- **DOCUMENT TEXT**:
Dean Keith Simonton
The Genius Checklist: Nine Paradoxical Tips on How You Can Become a Creative Genius
MIT Press
336 pages, 5 3/8 x 8 inches
ISBN 978 0262038119
The Genius Checklist addresses the most essential questions about identifying, developing, and manifesting creative genius. Some of these questions have been examined by thinkers for centuries. These recurrent issues include: Is genius born or made? Is genius mad? Does genius just require living at the right place at the right time? How much does genius depend on pure luck? Other questions have emerged during the course of scientific research on genius. What IQ score marks someone as a genius? Do geniuses exhibit distinctive personality profiles? Can anybody become a genius if they just devote 10 full years to domain-specific study and practice? Or should the aspirant acquire a tremendous breadth of knowledge and skill? Were geniuses all former child prodigies, or can some become late bloomers? Are firstborn children more likely to become geniuses than their laterborn siblings? What role is played by gender, ethnicity, or socioeconomic class? How does creative achievement change across the life span? At what age are geniuses most likely to produce their definitive masterworks? When are they over the hill? How long do geniuses live? Do the greatest among them die young? And to what extent do scientific and artistic geniuses offer different answers to the foregoing questions?

- **REQUIREMENTS**: Continue the description of the book on creative genius from its last sentence, writing the next part in the same style. The entries that come next are not needed for this work.

- **DATA**:
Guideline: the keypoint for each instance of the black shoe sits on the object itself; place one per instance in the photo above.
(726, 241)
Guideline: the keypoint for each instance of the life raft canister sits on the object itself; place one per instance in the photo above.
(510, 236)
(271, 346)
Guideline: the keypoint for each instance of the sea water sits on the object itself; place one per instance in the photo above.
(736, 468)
--
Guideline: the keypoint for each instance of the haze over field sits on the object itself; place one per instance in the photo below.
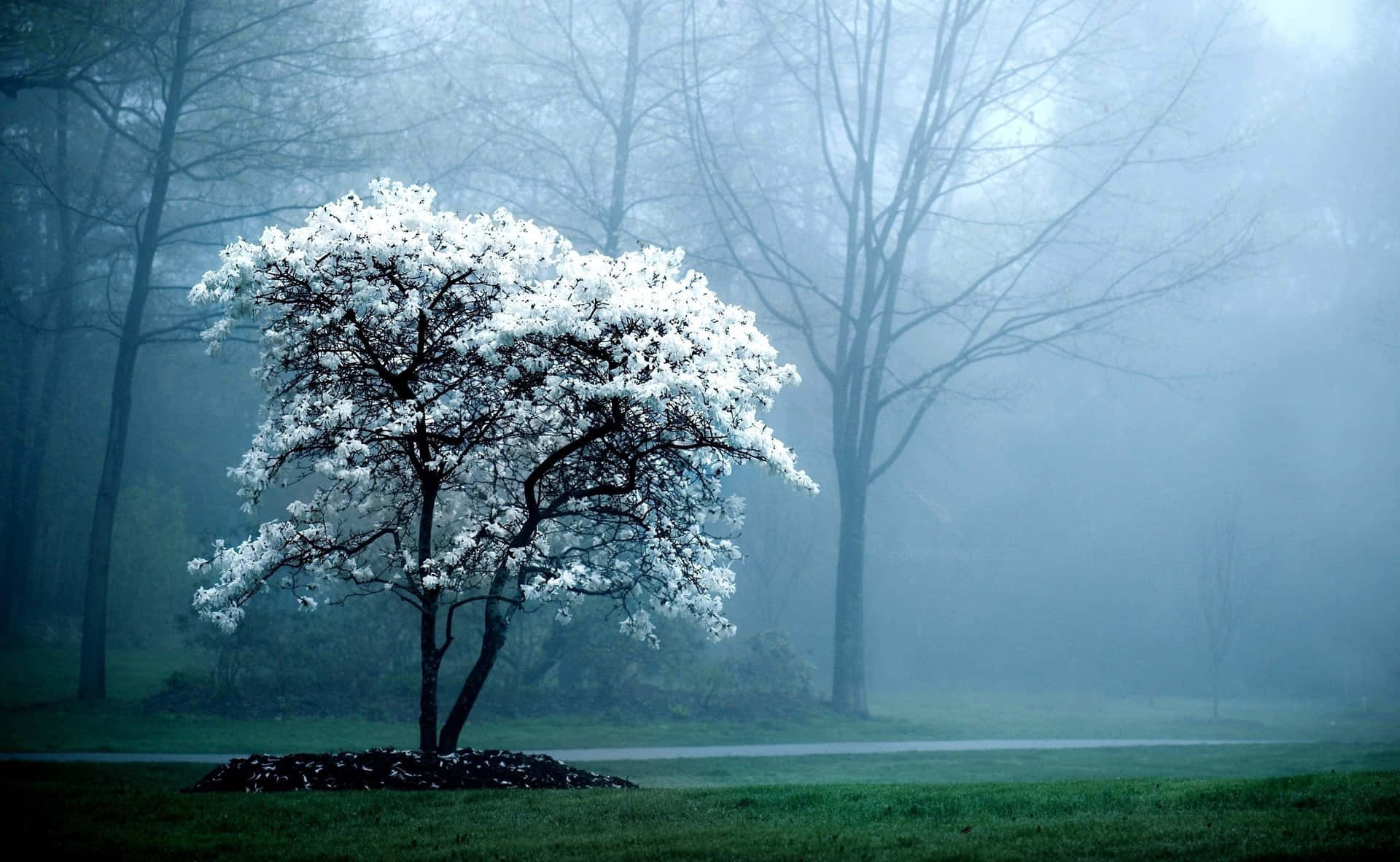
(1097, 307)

- **ANSWER TO THIS PROBLEM**:
Now there’s no shortage of books that treat one or more of these questions. Yet some books are scholarly monographs that systematically review the scientific findings without sufficient concrete illustrations for the main points. Others are trade books that rely on ample anecdotes to get their points across, but often with the most minimal connection with the actual science of genius. My book negotiates an intermediate path. Although deeply grounded in the latest scientific results, abundant examples convert the abstractions into a rich narrative. In addition, rather than use the citation formats favored by the scientific disciplines, everything scholarly is hidden in the endnotes; not a single stuffy superscript to be found anywhere. Better yet, to render the science more accessible, I’ve tried to incorporate tongue-in-cheek humor throughout. This humor is most immediately apparent in the book’s title, subtitle, and chapter titles (aka “tips”). In fact, if it’s not obvious from the dust jacket, let me just say it out loud: This book is something of a parody of the all too numerous self-help pieces that fill up the online and brick bookstores.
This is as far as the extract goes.